• [Exercise directions]: The entries are to be printed again word for word, but no picture may appear.
====
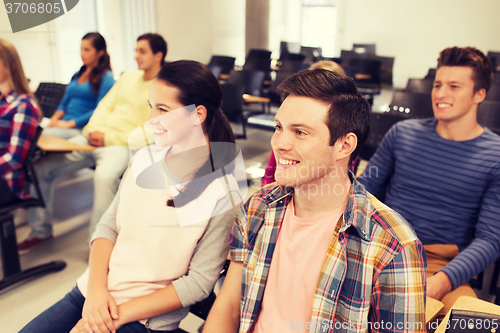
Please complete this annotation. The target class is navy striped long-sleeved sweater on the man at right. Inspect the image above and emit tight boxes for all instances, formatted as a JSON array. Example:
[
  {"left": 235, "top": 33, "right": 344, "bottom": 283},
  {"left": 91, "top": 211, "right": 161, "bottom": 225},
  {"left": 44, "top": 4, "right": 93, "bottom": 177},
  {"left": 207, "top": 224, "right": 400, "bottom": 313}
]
[{"left": 359, "top": 119, "right": 500, "bottom": 288}]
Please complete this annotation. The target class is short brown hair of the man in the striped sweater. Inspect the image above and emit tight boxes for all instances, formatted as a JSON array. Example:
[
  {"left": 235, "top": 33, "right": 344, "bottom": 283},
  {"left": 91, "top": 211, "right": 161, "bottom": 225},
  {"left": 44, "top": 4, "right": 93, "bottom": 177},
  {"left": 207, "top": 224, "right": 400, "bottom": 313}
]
[{"left": 437, "top": 46, "right": 493, "bottom": 93}]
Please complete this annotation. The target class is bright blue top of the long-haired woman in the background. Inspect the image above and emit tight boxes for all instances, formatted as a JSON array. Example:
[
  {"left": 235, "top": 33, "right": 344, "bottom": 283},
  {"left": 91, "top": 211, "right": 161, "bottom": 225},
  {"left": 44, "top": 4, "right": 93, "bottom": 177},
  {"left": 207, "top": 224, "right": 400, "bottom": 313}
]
[{"left": 57, "top": 71, "right": 115, "bottom": 128}]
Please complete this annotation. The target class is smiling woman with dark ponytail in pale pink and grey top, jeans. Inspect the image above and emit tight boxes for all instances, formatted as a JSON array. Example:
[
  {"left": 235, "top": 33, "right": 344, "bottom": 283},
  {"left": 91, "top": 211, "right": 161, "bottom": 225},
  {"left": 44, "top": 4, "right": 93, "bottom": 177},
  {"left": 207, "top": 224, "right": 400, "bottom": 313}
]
[{"left": 20, "top": 61, "right": 241, "bottom": 333}]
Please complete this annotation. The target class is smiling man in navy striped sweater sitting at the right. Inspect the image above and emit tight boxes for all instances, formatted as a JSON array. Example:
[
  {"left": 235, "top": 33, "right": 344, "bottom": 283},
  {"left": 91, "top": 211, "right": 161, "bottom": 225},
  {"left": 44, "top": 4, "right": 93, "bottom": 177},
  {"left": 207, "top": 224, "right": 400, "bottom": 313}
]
[{"left": 359, "top": 47, "right": 500, "bottom": 315}]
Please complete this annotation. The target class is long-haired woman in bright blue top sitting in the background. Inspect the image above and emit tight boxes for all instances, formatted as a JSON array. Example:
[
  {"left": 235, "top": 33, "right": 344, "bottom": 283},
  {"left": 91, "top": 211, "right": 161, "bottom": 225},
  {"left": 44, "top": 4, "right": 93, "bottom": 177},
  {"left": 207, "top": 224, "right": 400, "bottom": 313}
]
[{"left": 43, "top": 32, "right": 115, "bottom": 139}]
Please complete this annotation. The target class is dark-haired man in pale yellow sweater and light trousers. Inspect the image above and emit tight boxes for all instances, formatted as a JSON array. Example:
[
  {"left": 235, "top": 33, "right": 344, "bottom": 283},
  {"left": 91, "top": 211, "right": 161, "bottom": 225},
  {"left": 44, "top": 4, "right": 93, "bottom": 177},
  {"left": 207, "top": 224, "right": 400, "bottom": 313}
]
[{"left": 18, "top": 33, "right": 167, "bottom": 252}]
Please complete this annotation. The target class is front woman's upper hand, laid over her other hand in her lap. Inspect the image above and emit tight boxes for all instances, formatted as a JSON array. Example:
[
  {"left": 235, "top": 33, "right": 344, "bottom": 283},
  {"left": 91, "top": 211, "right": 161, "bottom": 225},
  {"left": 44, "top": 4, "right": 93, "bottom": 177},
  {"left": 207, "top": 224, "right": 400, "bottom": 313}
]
[{"left": 80, "top": 288, "right": 118, "bottom": 333}]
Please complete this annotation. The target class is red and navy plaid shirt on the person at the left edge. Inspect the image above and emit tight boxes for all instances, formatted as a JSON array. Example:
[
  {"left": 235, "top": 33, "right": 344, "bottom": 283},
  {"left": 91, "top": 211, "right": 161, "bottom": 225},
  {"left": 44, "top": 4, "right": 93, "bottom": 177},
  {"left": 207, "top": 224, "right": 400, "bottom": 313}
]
[{"left": 0, "top": 92, "right": 41, "bottom": 199}]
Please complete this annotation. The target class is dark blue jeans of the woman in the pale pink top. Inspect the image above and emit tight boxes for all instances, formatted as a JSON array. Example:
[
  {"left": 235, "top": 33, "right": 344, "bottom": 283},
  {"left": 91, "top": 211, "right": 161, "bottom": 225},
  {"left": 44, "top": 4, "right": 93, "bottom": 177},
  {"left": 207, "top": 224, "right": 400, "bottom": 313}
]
[{"left": 19, "top": 287, "right": 176, "bottom": 333}]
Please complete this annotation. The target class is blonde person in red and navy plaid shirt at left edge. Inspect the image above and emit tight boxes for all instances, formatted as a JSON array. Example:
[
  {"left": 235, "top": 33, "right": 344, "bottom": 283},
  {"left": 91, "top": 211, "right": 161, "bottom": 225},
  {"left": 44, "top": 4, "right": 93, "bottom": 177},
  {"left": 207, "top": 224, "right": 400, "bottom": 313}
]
[{"left": 0, "top": 39, "right": 41, "bottom": 206}]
====
• [Solution below]:
Please complete this annotation. The target class is navy striped long-sleeved sweater on the man at right. Inspect the image above and emit tight boxes for all instances, formatted as a JSON array. Example:
[
  {"left": 235, "top": 33, "right": 344, "bottom": 283},
  {"left": 91, "top": 211, "right": 161, "bottom": 225},
  {"left": 44, "top": 4, "right": 93, "bottom": 177},
  {"left": 207, "top": 224, "right": 400, "bottom": 313}
]
[{"left": 359, "top": 119, "right": 500, "bottom": 288}]
Please complete this annotation. The target class is short brown hair of the man in the striped sweater. Inspect the image above and emit tight boxes for all instances, formatted as a JSON array. Example:
[
  {"left": 235, "top": 33, "right": 344, "bottom": 283},
  {"left": 91, "top": 211, "right": 161, "bottom": 225},
  {"left": 44, "top": 4, "right": 93, "bottom": 177},
  {"left": 207, "top": 224, "right": 400, "bottom": 313}
]
[{"left": 437, "top": 46, "right": 493, "bottom": 93}]
Please complete this annotation. The target class is bright blue top of the long-haired woman in the background. Inspect the image above and emit tight boxes for all instances, formatted as a JSON array. Example:
[
  {"left": 235, "top": 33, "right": 344, "bottom": 283},
  {"left": 91, "top": 211, "right": 161, "bottom": 225},
  {"left": 44, "top": 4, "right": 93, "bottom": 177},
  {"left": 207, "top": 224, "right": 400, "bottom": 313}
]
[{"left": 57, "top": 71, "right": 115, "bottom": 128}]
Please complete this annotation. The target class is smiling woman with dark ponytail in pale pink and grey top, jeans. Inspect the image above and emit tight boxes for all instances, formatted as a JSON array. Example:
[
  {"left": 235, "top": 33, "right": 344, "bottom": 283},
  {"left": 91, "top": 211, "right": 161, "bottom": 225},
  {"left": 44, "top": 4, "right": 93, "bottom": 177},
  {"left": 207, "top": 224, "right": 400, "bottom": 313}
]
[{"left": 20, "top": 61, "right": 241, "bottom": 333}]
Please complete this annotation. The target class is smiling man in navy striped sweater sitting at the right. Inspect the image above and emit tight boxes for all instances, formatted as a JSON array. Example:
[
  {"left": 235, "top": 33, "right": 344, "bottom": 283},
  {"left": 91, "top": 211, "right": 161, "bottom": 225},
  {"left": 44, "top": 4, "right": 93, "bottom": 177},
  {"left": 207, "top": 224, "right": 400, "bottom": 313}
]
[{"left": 359, "top": 47, "right": 500, "bottom": 315}]
Please complete this annotation. The target class is long-haired woman in bright blue top sitting in the background. Inspect the image above and emit tight boxes for all instances, formatted as a JSON array. Example:
[
  {"left": 235, "top": 33, "right": 344, "bottom": 283},
  {"left": 91, "top": 211, "right": 161, "bottom": 225},
  {"left": 44, "top": 4, "right": 93, "bottom": 177},
  {"left": 207, "top": 224, "right": 400, "bottom": 313}
]
[{"left": 43, "top": 32, "right": 115, "bottom": 139}]
Please complete this annotation. The target class is dark-haired man in pale yellow sweater and light trousers. Inspect the image above and emit tight boxes for all instances, formatted as a JSON array. Example:
[
  {"left": 235, "top": 33, "right": 344, "bottom": 283},
  {"left": 91, "top": 211, "right": 161, "bottom": 225},
  {"left": 44, "top": 4, "right": 93, "bottom": 177},
  {"left": 207, "top": 224, "right": 400, "bottom": 313}
]
[{"left": 18, "top": 33, "right": 167, "bottom": 252}]
Please complete this annotation. The target class is front woman's upper hand, laid over her other hand in her lap. Inspect the image above and emit tight boxes for all instances, formatted as a JSON array. Example:
[
  {"left": 235, "top": 33, "right": 344, "bottom": 283},
  {"left": 91, "top": 211, "right": 161, "bottom": 225},
  {"left": 44, "top": 4, "right": 93, "bottom": 177},
  {"left": 207, "top": 224, "right": 400, "bottom": 313}
]
[{"left": 80, "top": 288, "right": 118, "bottom": 333}]
Please complete this annotation. The target class is red and navy plaid shirt on the person at the left edge. Inspect the image above and emit tight boxes for all instances, formatted as a JSON array. Example:
[
  {"left": 235, "top": 33, "right": 344, "bottom": 283},
  {"left": 91, "top": 211, "right": 161, "bottom": 225},
  {"left": 44, "top": 4, "right": 93, "bottom": 177},
  {"left": 207, "top": 224, "right": 400, "bottom": 313}
]
[{"left": 0, "top": 92, "right": 41, "bottom": 199}]
Please complete this annotation. The target class is dark blue jeans of the woman in the pale pink top. Inspect the image above and emit tight boxes for all instances, formatted as a JSON array. Example:
[
  {"left": 235, "top": 33, "right": 344, "bottom": 283},
  {"left": 91, "top": 211, "right": 161, "bottom": 225},
  {"left": 44, "top": 4, "right": 93, "bottom": 177},
  {"left": 207, "top": 224, "right": 400, "bottom": 313}
]
[{"left": 19, "top": 287, "right": 176, "bottom": 333}]
Please complete this annotation. The target class is blonde person in red and navy plaid shirt at left edge. Inspect the image above and emit tight boxes for all instances, formatted as a JSON array. Example:
[
  {"left": 235, "top": 33, "right": 344, "bottom": 283},
  {"left": 91, "top": 211, "right": 161, "bottom": 225},
  {"left": 44, "top": 4, "right": 93, "bottom": 177},
  {"left": 207, "top": 224, "right": 400, "bottom": 313}
]
[{"left": 0, "top": 39, "right": 41, "bottom": 206}]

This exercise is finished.